* Start TEXT BLOCK *
Saturday, April 11, 2009

William Bradley from The Huffington Post Thinks Obama will Drive a Hard Bargain with Russia

William Bradley


(3)Obama will be friendly with Russia but drive a hard bargain. Obama goes to Moscow for a full-scale summit in July. After their mini-summit last week in London, Russian President Dmitri Medvedev called Obama "my new comrade." But, while Obama is part of the NATO consensus freezing the old Bush/Cheney plan to extend NATO membership to Georgia and Ukraine, he isn't giving way on the anti-missile shield -- supposedly aimed at Iran but strongly suspected in Moscow of being an attempted check on Russia's nuclear capability -- in Poland and the Czech Republic, even though the program is unpopular there. The US wants more help with Afghanistan and Iran, but has cards to play to drive a harder bargain than some think.

Russia is a great power again, but not a superpower. And its economic problems with the fall in the price of oil and other commodities makes any efforts to become a superpower again highly problematic. Obama and his advisors know this. And while they seem sympathetic to Russia's concerns about past efforts to encroach on Russia's "near abroad" through NATO expansion right up to the Russian border, they don't seem willing to let, say, Poland slip back under Moscow's umbrella.


Don't count on it...

With all of the effort the New York Times put in its article, there are two points.

One:

Some European nations, like Poland and other former members of the Soviet bloc, think Moscow, having digested parts of Georgia, is simply trying a traditional game of playing European countries against one another and dividing Europe from Washington, while some countries, like France, Germany and Italy, think that Russia’s ideas should be explored.


And Two:

But the Russians have recently proposed two substantive topics to discuss in the council, a senior European official said. The first, Georgia, was rejected by NATO, but the second, Afghanistan, is promising, the official said. Already, Moscow has agreed to let Germany resupply its NATO troops in Afghanistan by rail through Russia.


The question should be asked, what did Germany give Russia in exchange for troop supplies for some 3,000 troops being moved through Russia?

Could it be the Nord Stream pipeline?

The Nord Stream, majority owned by Russian gas monopoly Gazprom , is building the pipeline with Germany's BASF and E.ON and has plans to build two parallel gas pipelines of 750 miles (1,200 km) each. Dutch state pipeline operator Gasunie has joined the project, taking a 9 percent stake from the German partners.
* End TEXT BLOCK *
■ **CHALLENGE 1**:
Name every company the Obama-Russia post identifies as an owner of, or partner in, the Nord Stream pipeline project.
■ **CHALLENGE 2**:
Resume the Obama-Russia post after its final sentence, keeping its voice.
The listing that comes next has no connection to the Obama-Russia post.
* Start LISTING *
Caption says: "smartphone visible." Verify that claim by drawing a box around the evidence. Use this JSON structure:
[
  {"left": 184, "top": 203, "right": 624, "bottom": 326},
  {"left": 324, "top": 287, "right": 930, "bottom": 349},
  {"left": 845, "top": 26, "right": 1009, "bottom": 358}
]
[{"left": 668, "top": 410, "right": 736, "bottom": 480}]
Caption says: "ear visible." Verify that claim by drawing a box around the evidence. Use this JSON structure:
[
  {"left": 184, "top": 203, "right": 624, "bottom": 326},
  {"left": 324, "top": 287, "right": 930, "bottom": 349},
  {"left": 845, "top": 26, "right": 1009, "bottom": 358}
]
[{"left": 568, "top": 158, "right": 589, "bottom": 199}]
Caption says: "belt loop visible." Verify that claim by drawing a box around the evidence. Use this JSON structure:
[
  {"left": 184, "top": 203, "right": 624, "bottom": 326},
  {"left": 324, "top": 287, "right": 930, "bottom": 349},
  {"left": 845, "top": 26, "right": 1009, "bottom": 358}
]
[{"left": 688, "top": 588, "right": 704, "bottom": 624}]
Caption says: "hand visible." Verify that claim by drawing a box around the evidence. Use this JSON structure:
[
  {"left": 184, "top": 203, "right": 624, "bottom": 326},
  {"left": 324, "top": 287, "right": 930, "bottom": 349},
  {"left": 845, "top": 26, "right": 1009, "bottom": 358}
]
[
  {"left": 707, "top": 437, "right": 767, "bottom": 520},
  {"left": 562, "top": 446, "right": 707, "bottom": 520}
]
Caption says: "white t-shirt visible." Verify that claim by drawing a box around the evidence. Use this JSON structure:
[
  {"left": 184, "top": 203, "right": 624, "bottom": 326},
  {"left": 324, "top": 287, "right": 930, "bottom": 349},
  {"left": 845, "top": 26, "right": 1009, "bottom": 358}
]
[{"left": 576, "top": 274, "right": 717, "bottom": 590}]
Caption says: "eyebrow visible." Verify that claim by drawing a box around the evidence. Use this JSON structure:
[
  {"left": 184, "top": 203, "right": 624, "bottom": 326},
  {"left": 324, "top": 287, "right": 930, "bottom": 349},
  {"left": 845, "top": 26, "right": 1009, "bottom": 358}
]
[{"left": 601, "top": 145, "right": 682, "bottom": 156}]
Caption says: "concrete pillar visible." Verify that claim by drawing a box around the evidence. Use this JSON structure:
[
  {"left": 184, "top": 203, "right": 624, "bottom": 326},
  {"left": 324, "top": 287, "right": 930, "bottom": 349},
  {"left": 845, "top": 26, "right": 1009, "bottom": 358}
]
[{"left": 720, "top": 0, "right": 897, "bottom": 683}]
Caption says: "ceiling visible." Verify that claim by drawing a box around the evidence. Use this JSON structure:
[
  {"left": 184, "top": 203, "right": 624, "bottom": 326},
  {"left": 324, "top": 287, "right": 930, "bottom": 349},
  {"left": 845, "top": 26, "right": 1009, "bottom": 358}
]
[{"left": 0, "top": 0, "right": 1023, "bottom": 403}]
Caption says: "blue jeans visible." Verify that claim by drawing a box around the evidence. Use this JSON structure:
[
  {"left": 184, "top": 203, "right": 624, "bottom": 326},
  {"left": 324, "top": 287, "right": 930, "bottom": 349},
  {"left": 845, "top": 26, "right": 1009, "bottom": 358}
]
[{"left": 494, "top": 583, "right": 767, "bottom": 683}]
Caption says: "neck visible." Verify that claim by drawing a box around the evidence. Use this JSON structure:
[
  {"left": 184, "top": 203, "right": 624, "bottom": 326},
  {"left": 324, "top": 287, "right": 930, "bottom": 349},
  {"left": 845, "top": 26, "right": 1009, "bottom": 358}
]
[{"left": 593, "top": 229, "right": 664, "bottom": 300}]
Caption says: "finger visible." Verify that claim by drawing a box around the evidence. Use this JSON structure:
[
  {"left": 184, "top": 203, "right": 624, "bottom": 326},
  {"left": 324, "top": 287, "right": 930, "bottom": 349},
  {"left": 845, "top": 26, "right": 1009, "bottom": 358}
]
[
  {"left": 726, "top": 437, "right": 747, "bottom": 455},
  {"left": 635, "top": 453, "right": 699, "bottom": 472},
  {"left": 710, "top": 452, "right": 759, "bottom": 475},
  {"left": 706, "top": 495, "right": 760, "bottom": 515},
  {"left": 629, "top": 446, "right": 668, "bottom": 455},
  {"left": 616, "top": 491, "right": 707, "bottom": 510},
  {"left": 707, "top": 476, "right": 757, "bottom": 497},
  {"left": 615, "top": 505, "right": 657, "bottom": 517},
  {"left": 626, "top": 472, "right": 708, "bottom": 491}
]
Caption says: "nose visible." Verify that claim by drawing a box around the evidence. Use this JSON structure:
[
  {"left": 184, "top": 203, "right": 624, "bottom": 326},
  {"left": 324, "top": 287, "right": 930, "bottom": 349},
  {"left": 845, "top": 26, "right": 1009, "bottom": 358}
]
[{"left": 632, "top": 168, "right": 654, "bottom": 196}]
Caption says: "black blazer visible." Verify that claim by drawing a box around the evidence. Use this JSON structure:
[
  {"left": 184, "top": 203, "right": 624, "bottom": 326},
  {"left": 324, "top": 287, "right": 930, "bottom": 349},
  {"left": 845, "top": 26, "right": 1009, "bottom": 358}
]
* End LISTING *
■ **TASK OUTPUT 1**:
Gazprom, BASF, E.ON, Gasunie

■ **TASK OUTPUT 2**:
The reality is Russia and Germany are linked by Germany's need for energy.

Washington had counted on the change in German leadership as being a good thing for slowing down the emerging Russian-German energy (and political) axis. There were expectations in Washington that Merkel would put the brake on Germany's cooperation with Russia. The Bush administration passionately wooed Merkel toward this end as soon as she rose to power in Berlin.

But Washington is realizing that instead of wasting time and resources on debatable issues such as Putin's democratic instincts, Merkel's policy seems to be increasingly guided by realistic considerations of Germany's medium- and long-term economic interest in consolidating a reliable partnership with Russia. This leaves Washington in the inelegant company of the pack of "New Europeans" from East Europe and the Baltic region to keep the flag of anti-Russia animus flying within EU forums.


What the U.S. is dealt with is; having the challenge to build trade with the Baltics and parts of Eastern Europe. And right now, the Baltics are being ignored.

This idea from William Bradley from the Huffington Post, that Obama will be able to drive a hard bargain with Russia is insane.

And when you consider Obama is looking to the Stans for cooperation on troop supply movements, one should ask, what drives their economy?

The United States is the biggest foreign investor in Kazakhstan, Central Asia's biggest oil producer, thanks to energy majors such as Chevron and Exxon Mobil developing large Kazakh oil fields.


Isn't it ironic that Obama goes out spreading the word on the evils of BIG OIL and then he is planning on going to a country who is dependent on BIG OIL and seeking their cooperation..

What bargaining chip does Obama think he will use? Will he try the Gazprom method of bargaining?

Turkmenistan accuses Gazprom of causing pipeline explosion

ASHGABAT, Turkmenistan (AP) — Turkmenistan blamed Russia's state natural gas monopoly Friday for a pipeline blast that shut off shipments to Russia — an unusual show of tension that could help Western efforts to buy Turkmen gas directly.


Gazprom’s delegation visits Republic of Kazakhstan

Looks like Putin aka Gazprom is beating Obama on the visit to Kazakhstan.

Who will be successful in doing some hard bargaining there? Obama or Putin....

And to think everything was rosy between Obama and Medvedev at the G20 meeting while this was being stated on Russian T.V.

Russian TV says U.S. spying at Kyrgyzstan air base

Russian state television accused the United States on Friday of using its only remaining air base in Central Asia as cover for a large-scale spying operation.

Rossiya television released a clip of a documentary to be aired on Sunday which it said shows how the United States ran intelligence operations from the Manas air base in Kyrgyzstan, used for supplying foreign troops in Afghanistan.

Kyrgyzstan told Washington in February to close the air base after it secured a $2 billion economic aid package from Russia, a setback for the United States as it seeks new supply routes.


Even with the previous events, you have policy wonks writing in the Washington Times on the Obama team and what they should do.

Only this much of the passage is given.